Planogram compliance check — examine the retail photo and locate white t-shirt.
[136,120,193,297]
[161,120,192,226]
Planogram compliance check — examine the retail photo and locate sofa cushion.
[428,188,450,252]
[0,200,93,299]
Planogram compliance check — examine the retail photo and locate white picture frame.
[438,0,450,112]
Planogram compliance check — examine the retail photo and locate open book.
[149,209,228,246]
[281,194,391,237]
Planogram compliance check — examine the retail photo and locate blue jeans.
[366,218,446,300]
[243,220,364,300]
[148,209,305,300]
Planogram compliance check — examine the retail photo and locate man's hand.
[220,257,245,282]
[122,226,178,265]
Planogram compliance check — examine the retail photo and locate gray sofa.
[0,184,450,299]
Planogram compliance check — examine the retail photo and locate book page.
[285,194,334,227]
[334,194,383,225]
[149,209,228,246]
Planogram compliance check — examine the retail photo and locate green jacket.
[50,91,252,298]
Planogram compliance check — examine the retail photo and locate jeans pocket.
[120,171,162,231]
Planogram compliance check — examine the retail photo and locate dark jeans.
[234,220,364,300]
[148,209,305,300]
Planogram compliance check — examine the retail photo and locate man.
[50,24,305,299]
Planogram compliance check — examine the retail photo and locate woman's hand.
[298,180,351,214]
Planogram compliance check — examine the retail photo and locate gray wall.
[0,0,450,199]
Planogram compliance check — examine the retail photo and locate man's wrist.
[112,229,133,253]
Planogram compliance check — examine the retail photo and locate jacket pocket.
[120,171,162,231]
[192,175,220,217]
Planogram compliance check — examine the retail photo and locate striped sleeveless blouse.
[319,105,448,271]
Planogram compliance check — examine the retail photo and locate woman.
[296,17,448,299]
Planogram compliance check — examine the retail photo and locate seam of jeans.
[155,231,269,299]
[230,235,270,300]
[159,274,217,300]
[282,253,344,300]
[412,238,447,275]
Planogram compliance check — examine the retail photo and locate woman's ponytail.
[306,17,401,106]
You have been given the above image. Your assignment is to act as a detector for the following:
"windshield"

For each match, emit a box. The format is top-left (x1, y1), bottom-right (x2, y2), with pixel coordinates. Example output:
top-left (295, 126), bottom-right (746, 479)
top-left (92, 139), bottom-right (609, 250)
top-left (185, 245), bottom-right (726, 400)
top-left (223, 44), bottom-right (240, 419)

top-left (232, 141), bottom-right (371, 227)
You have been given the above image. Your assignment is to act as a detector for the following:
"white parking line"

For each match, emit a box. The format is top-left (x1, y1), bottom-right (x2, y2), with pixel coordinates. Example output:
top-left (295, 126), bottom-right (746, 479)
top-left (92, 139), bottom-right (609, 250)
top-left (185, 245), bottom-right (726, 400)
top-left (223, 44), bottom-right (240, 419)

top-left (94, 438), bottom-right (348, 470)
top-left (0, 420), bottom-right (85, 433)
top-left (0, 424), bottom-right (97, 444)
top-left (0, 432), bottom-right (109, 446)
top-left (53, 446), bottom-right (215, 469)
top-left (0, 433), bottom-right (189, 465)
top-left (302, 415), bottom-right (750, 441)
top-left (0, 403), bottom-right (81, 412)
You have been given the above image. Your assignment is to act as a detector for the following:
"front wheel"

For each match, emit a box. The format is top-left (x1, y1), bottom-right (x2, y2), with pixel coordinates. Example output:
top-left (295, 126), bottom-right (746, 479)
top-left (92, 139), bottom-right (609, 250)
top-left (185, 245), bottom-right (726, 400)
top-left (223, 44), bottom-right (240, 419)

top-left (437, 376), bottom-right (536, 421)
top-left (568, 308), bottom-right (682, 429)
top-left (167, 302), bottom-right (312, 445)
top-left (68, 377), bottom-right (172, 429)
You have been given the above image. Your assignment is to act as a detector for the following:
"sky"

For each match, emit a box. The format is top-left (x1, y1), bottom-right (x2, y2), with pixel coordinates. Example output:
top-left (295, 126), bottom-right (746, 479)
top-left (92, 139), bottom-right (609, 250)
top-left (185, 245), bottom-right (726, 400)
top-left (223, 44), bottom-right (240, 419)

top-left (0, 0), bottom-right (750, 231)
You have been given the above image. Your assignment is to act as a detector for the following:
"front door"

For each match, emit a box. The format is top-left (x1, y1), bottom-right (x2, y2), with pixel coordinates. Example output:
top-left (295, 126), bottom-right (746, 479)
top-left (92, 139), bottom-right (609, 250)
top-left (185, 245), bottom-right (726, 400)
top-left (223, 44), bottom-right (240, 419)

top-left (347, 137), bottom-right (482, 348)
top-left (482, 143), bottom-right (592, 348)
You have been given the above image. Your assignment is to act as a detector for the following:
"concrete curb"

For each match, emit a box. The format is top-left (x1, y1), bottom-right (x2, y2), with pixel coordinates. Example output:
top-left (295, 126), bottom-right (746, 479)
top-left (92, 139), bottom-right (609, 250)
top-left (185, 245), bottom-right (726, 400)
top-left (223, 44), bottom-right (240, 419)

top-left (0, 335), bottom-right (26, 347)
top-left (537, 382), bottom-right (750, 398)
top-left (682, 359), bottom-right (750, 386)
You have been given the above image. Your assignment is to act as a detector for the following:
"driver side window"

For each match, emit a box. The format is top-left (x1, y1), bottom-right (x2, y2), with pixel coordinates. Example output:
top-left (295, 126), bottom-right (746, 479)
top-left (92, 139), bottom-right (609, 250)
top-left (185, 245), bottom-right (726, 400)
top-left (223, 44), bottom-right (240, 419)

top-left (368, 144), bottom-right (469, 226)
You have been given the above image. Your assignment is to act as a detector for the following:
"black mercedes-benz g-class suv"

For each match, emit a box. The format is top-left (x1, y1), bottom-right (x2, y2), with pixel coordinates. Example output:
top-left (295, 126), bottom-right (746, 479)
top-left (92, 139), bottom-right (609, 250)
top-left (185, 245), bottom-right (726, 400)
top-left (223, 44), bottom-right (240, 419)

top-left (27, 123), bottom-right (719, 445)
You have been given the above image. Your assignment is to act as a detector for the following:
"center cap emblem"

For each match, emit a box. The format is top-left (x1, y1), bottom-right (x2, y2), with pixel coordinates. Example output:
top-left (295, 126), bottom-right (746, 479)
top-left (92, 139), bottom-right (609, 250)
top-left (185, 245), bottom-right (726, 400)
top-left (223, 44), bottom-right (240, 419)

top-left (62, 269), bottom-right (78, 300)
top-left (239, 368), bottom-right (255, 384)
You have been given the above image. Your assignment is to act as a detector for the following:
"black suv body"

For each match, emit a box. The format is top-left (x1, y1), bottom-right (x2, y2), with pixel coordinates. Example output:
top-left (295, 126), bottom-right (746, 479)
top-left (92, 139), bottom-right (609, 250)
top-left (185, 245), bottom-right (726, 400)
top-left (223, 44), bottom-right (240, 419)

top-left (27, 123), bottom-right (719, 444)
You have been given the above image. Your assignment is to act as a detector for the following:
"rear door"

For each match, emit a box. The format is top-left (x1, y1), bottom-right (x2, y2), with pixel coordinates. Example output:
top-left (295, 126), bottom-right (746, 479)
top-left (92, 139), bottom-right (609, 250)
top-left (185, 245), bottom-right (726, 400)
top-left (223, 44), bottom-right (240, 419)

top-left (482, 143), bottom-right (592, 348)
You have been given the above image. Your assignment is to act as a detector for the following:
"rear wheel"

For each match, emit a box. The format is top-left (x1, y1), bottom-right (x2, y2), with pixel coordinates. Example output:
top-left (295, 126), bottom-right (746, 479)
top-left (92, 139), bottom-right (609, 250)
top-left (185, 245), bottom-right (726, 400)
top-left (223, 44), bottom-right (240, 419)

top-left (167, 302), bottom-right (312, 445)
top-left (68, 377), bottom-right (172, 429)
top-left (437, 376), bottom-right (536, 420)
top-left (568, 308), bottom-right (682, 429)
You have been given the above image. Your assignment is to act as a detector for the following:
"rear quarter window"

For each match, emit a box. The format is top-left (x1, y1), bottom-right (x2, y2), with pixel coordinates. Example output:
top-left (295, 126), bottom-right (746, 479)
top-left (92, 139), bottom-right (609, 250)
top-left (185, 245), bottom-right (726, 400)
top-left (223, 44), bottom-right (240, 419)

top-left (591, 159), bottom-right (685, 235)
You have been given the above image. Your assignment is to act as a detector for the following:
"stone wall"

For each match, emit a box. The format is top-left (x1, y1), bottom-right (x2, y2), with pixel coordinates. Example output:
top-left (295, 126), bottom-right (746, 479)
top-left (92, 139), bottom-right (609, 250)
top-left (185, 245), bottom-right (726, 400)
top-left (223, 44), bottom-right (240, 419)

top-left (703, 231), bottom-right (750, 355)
-=-=-
Task = Render every line of the entries above, from the first line through the line containing "[50,91,252,298]", as a numbered list, omitting any blank lines.

Output of the exercise =
1. Planogram compliance check — examine the retail photo and locate white t-shirt.
2. [136,120,193,297]
3. [161,120,192,226]
4. Planogram compliance check — examine the retail photo and locate sofa cushion.
5. [428,188,450,252]
6. [0,200,93,299]
7. Planogram compliance check — examine the retail photo and locate white picture frame.
8. [438,0,450,112]
9. Planogram compliance check — examine the retail photo and locate open book.
10. [149,209,228,246]
11. [281,194,391,237]
12. Planogram compliance check — examine the retail photo and locate blue jeans.
13. [366,218,446,300]
14. [243,220,364,300]
15. [148,209,305,300]
16. Planogram compliance check — examine the retail photo and locate man's hand.
17. [220,257,245,282]
18. [122,226,178,265]
19. Planogram compliance check — examine the retail photo and locate gray sofa.
20. [0,184,450,299]
21. Planogram compliance check — examine the retail photo and locate book page.
22. [285,194,334,227]
23. [334,194,383,225]
24. [149,209,228,246]
25. Planogram compliance check — examine the retail photo and locate green jacket.
26. [50,91,252,298]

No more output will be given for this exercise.